┌─ EXTRAIT

Indissociable du célèbre héros à la houppette qui l'a rendu célèbre, Zep essaie de s'en affranchir en proposant des albums dans un registre plus intime et réaliste. Pour évoquer Un Bruit Étrange et Beau, une ambiance feutrée était nécessaire, celle d'un charmant hôtel à quelques pas du tumulte de Quai des Bulles.
Un Bruit Étrange et Beau est-il dans la continuité d’Une Histoire d’Hommes ? On y retrouve une forme de questionnement sur nos choix, ce que l'on a fait ou pas fait.
Zep : C’est pour moi un thème qui m’intéresse dans tous mes albums. Un Bruit Étrange et Beau est dans la continuité d’Une Histoire d’Hommes surtout graphiquement.
On passe aussi d’une histoire très sonore à un récit dans lequel le principe est l’économie du verbe…
Z. : Oui, même si dans Une Histoire d’Hommes l’univers du rock n’est pas décrit dans une ambiance de concert mais plutôt dans un registre plus intime. Pour Un Bruit Étrange et Beau, j’avais envie de raconter ce que ça peut faire à un homme de ressortir d’un endroit dans lequel le silence a été présent pendant vingt-cinq ans. Pour cela, il fallait aussi essayer de faire comprendre ce que la vie de cet homme a pu être pendant toutes ces années, d’où les premières pages muettes. La bande dessinée se prête très bien à ça, il y a quelque chose de contemplatif dans le dessin. Quand on ne met pas de texte, le danger est que les lecteurs tournent les pages très vite en ayant une impression de rapidité alors qu’il faut au contraire donner une impression de lenteur. C’est quelque chose qu’on ne maîtrise pas complètement, chaque lecteur le vit différemment. Pour moi, c’est une partie de mon dessin qui est plus contemplatif. Ce dessin réaliste là ne vient pas de la bande dessinée, contrairement à mon dessin de Titeuf que j’avais appris en lisant beaucoup dans mon enfance. Ce dessin réaliste, je l’ai appris dans la rue en dessinant des gens, la nature… Il a donc quelque chose de plus lent dans sa lecture.

└─
┌─ DONNÉES FOURNIES

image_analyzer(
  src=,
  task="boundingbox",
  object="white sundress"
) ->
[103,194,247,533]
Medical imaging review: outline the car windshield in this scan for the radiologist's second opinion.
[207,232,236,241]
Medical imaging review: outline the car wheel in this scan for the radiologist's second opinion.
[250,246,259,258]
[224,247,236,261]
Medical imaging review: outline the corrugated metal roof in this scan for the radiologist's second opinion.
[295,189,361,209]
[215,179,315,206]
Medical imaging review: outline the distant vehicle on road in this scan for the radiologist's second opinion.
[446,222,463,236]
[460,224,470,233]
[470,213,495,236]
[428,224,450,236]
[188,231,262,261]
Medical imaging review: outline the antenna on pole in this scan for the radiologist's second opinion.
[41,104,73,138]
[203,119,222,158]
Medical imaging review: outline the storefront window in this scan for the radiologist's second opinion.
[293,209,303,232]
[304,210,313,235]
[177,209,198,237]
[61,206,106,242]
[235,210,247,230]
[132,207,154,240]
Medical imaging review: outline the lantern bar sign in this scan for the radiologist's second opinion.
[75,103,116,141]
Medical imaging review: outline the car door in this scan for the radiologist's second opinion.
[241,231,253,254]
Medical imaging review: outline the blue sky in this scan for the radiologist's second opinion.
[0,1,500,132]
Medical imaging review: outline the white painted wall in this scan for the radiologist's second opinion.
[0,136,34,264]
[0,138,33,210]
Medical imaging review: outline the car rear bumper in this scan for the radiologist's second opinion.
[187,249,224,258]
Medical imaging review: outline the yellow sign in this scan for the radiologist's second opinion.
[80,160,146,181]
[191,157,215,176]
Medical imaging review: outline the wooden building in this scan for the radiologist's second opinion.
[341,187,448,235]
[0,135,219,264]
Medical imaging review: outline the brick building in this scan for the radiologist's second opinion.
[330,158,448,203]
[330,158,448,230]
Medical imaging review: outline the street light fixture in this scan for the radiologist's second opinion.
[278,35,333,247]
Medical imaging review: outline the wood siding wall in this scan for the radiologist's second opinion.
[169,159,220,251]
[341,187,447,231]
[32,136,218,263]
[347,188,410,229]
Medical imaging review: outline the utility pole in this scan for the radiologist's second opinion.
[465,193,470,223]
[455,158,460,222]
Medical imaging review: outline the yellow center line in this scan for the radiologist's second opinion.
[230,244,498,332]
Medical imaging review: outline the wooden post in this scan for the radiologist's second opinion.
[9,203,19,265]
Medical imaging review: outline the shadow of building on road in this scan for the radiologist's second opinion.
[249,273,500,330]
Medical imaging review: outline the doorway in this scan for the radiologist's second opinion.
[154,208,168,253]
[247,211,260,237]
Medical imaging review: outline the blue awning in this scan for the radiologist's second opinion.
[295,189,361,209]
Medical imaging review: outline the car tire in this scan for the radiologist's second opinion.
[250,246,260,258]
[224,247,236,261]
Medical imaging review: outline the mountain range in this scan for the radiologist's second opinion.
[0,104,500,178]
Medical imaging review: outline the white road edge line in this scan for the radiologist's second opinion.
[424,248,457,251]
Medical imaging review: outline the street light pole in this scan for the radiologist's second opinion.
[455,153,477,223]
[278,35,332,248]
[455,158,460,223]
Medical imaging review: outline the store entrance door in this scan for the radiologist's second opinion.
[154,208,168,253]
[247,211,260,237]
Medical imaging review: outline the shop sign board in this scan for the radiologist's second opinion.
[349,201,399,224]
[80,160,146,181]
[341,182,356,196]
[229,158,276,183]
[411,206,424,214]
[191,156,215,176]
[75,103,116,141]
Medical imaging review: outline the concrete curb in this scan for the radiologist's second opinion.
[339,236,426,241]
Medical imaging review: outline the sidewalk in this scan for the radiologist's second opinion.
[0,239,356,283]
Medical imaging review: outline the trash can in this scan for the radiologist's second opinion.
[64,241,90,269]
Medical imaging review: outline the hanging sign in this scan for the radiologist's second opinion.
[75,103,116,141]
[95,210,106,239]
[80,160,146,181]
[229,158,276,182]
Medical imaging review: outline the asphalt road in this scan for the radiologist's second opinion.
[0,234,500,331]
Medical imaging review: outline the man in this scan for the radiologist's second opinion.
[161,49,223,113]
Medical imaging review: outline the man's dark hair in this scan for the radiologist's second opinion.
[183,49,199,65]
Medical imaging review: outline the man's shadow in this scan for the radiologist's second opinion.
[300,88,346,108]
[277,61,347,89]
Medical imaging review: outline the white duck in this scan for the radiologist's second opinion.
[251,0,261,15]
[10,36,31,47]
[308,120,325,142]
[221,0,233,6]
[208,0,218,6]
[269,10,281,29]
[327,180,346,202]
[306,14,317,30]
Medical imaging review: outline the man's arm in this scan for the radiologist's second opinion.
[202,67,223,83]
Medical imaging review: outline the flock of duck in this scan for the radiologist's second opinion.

└─

OBJECTIF 1:
Répondez aux questions suivantes à partir de l'entretien avec Zep :
(a) Dans quel lieu l'entretien s'est-il déroulé ?
(b) Sur quel plan, selon Zep, Un Bruit Étrange et Beau prolonge-t-il surtout Une Histoire d'Hommes ?
(c) Comment Zep a-t-il appris son dessin réaliste ?
OBJECTIF 2:
Condensez sous forme de liste la réponse de Zep qui commence par « Oui, même si dans Une Histoire d'Hommes » dans l'entretien, en conservant ses faits essentiels.
OBJECTIF 3:
Poursuivez l'entretien avec Zep à partir de sa dernière phrase.

RÉSULTAT DE L'EXERCICE 1:
(a) Dans un charmant hôtel, à quelques pas du tumulte de Quai des Bulles.
(b) Surtout sur le plan graphique.
(c) Dans la rue, en dessinant des gens et la nature.

RÉSULTAT DE L'EXERCICE 2:
- Dans Une Histoire d'Hommes, le rock est présenté dans un registre intime plutôt que dans une ambiance de concert.
- Un Bruit Étrange et Beau raconte ce que ressent un homme qui sort d'un lieu où le silence a régné pendant vingt-cinq ans.
- Les premières pages muettes font comprendre ce qu'a été sa vie pendant ces années.
- La bande dessinée se prête au contemplatif, mais, sans texte, le lecteur risque de tourner les pages trop vite alors qu'il faudrait une impression de lenteur.
- Cet effet ne se maîtrise pas complètement : chaque lecteur le vit différemment.
- Le dessin réaliste de Zep, plus contemplatif, ne vient pas de la bande dessinée, contrairement à celui de Titeuf, appris en lisant beaucoup dans l'enfance.
- Il l'a appris dans la rue en dessinant des gens et la nature, d'où une lecture plus lente.

RÉSULTAT DE L'EXERCICE 3:
La composition du récit avec ses trois bandes systématiques donne aussi un rythme à l’album…
Z. : J’aime bien ce traitement sans bord de case. C’est bien aussi d’avoir un gaufrier pour faire ça, sinon la déambulation risque d’être un peu trop complexe. Le découpage et la mise en scène sont les deux choses que je préfère en bande dessinée mais je suis assez attaché à un format d’image qui varie peu.
La couverture ne donne que très peu d’indices sur le contenu de l’album…
Z. : J’ai beaucoup hésité sur sa composition, j’ai dû en faire quarante-cinq projets. On comprend néanmoins à la fin de l’histoire que cette femme a beaucoup à faire avec ce bruit étrange et beau. La couverture a donc un sens, mais il faut lire le livre au préalable pour le découvrir. J’aimais bien aussi l’idée de rester sur quelque chose d’énigmatique au départ puisque dès que le livre commence, on rentre dans la vie monastique. Le rythme, très lent au départ, s’accélère ensuite.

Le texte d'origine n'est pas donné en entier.